### WORK INSTRUCTION
Please retype the records below exactly, from the first line down to and including the line with "Report x and y for each instance of the low".

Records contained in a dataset

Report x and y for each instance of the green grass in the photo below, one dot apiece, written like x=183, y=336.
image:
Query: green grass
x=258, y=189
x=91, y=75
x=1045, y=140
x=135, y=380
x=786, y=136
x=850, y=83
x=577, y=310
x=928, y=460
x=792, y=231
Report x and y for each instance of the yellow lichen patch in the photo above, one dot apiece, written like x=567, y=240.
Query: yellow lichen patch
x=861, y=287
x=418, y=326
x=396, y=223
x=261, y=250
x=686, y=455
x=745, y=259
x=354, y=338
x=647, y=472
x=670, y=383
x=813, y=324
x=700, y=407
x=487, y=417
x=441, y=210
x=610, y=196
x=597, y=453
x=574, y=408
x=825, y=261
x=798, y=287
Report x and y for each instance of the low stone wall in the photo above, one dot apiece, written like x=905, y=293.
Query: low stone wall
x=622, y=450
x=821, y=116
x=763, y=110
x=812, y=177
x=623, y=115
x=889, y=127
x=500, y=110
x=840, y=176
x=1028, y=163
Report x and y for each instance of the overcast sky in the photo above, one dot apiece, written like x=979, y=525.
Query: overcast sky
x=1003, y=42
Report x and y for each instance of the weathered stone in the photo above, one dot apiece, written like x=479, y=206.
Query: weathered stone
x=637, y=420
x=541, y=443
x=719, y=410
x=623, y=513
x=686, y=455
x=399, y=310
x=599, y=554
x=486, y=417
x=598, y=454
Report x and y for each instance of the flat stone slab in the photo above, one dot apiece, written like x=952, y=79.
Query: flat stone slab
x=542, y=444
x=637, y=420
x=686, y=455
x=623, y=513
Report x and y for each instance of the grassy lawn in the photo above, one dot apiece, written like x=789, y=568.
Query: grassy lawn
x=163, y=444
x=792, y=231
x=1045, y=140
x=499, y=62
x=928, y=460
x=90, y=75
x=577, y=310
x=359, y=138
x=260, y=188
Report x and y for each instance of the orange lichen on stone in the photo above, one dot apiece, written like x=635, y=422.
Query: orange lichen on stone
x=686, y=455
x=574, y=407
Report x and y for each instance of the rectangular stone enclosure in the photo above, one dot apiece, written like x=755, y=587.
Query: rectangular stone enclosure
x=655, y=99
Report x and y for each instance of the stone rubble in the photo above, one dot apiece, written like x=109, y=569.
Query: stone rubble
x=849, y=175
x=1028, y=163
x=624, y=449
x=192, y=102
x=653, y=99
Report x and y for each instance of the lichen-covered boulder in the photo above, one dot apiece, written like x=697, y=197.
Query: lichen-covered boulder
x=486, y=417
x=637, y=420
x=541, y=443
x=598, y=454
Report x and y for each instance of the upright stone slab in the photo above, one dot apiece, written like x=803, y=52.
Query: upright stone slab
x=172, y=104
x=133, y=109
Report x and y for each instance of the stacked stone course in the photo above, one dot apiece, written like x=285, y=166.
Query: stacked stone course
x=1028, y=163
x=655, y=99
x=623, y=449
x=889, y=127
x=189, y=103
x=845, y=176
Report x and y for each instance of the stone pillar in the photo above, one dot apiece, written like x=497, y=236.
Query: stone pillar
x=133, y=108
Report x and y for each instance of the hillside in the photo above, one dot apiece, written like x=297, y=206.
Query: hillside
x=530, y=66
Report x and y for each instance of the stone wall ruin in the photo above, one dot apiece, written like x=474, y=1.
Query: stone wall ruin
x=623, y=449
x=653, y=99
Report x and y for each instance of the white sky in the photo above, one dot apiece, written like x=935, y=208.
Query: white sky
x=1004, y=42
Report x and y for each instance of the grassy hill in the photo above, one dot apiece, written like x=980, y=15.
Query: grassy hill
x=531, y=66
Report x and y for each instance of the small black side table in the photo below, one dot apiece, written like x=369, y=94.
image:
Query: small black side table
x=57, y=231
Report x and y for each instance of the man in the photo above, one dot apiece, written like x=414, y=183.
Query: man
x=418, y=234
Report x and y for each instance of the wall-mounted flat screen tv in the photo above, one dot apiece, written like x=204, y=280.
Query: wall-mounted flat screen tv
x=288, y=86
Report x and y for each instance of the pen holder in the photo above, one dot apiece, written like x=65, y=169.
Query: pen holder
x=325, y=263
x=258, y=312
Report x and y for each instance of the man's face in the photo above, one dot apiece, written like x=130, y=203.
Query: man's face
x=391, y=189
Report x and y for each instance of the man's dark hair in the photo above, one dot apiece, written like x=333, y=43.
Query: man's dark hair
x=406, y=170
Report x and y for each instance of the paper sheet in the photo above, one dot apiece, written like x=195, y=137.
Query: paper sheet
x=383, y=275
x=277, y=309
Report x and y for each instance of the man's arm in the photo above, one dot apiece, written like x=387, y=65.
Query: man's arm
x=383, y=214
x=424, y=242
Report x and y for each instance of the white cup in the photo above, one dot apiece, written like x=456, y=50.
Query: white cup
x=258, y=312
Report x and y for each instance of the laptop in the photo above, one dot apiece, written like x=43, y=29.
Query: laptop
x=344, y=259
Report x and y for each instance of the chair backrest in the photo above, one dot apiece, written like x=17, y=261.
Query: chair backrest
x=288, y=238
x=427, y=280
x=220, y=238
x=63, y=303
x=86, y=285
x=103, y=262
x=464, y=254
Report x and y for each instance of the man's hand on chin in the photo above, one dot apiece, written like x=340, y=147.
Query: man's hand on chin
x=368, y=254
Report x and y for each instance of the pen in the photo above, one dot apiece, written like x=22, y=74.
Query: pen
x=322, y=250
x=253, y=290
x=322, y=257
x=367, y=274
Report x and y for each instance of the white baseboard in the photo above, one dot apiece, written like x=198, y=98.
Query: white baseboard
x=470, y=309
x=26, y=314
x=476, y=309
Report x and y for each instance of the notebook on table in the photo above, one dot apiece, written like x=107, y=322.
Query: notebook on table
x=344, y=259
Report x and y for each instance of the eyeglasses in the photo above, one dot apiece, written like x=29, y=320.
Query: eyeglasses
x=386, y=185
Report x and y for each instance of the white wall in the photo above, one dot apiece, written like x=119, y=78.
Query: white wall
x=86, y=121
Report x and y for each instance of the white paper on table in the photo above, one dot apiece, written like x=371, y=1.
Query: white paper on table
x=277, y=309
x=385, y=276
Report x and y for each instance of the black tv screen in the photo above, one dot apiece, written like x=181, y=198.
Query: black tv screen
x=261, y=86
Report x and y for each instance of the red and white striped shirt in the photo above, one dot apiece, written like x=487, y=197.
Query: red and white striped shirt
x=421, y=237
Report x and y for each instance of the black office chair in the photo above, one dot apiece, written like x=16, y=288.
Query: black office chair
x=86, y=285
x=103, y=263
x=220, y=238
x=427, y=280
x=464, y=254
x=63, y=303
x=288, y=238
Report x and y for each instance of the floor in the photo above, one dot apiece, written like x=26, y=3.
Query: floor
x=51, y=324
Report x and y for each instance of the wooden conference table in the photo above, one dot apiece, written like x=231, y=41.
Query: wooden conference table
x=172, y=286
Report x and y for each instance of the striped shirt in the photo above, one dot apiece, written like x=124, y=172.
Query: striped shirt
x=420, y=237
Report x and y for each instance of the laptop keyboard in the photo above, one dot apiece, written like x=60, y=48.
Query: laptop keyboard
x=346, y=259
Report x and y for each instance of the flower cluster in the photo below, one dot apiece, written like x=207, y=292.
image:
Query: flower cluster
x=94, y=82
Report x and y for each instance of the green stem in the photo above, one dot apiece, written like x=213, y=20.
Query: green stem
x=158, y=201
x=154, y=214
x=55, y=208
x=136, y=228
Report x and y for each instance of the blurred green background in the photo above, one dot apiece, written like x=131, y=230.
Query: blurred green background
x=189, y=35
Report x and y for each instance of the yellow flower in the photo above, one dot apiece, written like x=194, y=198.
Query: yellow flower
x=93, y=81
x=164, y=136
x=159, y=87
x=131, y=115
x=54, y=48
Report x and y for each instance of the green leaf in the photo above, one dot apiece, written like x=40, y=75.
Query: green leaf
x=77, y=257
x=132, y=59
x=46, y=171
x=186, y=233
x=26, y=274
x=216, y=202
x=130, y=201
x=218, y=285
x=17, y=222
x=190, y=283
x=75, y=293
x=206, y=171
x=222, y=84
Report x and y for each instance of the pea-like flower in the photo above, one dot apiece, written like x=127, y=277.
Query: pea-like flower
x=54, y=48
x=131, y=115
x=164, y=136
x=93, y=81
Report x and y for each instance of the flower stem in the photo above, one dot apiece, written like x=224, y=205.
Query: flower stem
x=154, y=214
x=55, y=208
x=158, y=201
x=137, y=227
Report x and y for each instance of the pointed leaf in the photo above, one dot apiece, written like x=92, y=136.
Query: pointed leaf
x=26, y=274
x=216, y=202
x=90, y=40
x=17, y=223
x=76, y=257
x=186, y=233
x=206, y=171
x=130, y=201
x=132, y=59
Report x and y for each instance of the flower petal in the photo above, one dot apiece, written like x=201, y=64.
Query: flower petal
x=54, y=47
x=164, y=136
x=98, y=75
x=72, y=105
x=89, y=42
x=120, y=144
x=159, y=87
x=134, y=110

### RESPONSE TO THIS TASK
Report x and y for each instance of the green grass in the photo below, one dot apiece, written like x=183, y=336.
image:
Query: green grass
x=258, y=189
x=91, y=75
x=1045, y=140
x=135, y=380
x=786, y=136
x=850, y=83
x=577, y=310
x=928, y=460
x=792, y=231
Report x and y for each instance of the yellow lichen patch in the photo above, one dot apiece, written like x=567, y=240.
Query: yellow lichen patch
x=861, y=287
x=418, y=326
x=396, y=223
x=261, y=250
x=686, y=455
x=745, y=259
x=354, y=338
x=647, y=472
x=670, y=383
x=813, y=324
x=700, y=407
x=487, y=417
x=441, y=210
x=610, y=196
x=597, y=453
x=574, y=408
x=825, y=261
x=798, y=287
Report x and y for each instance of the low stone wall in the photo above, one dot apiece, written like x=905, y=293.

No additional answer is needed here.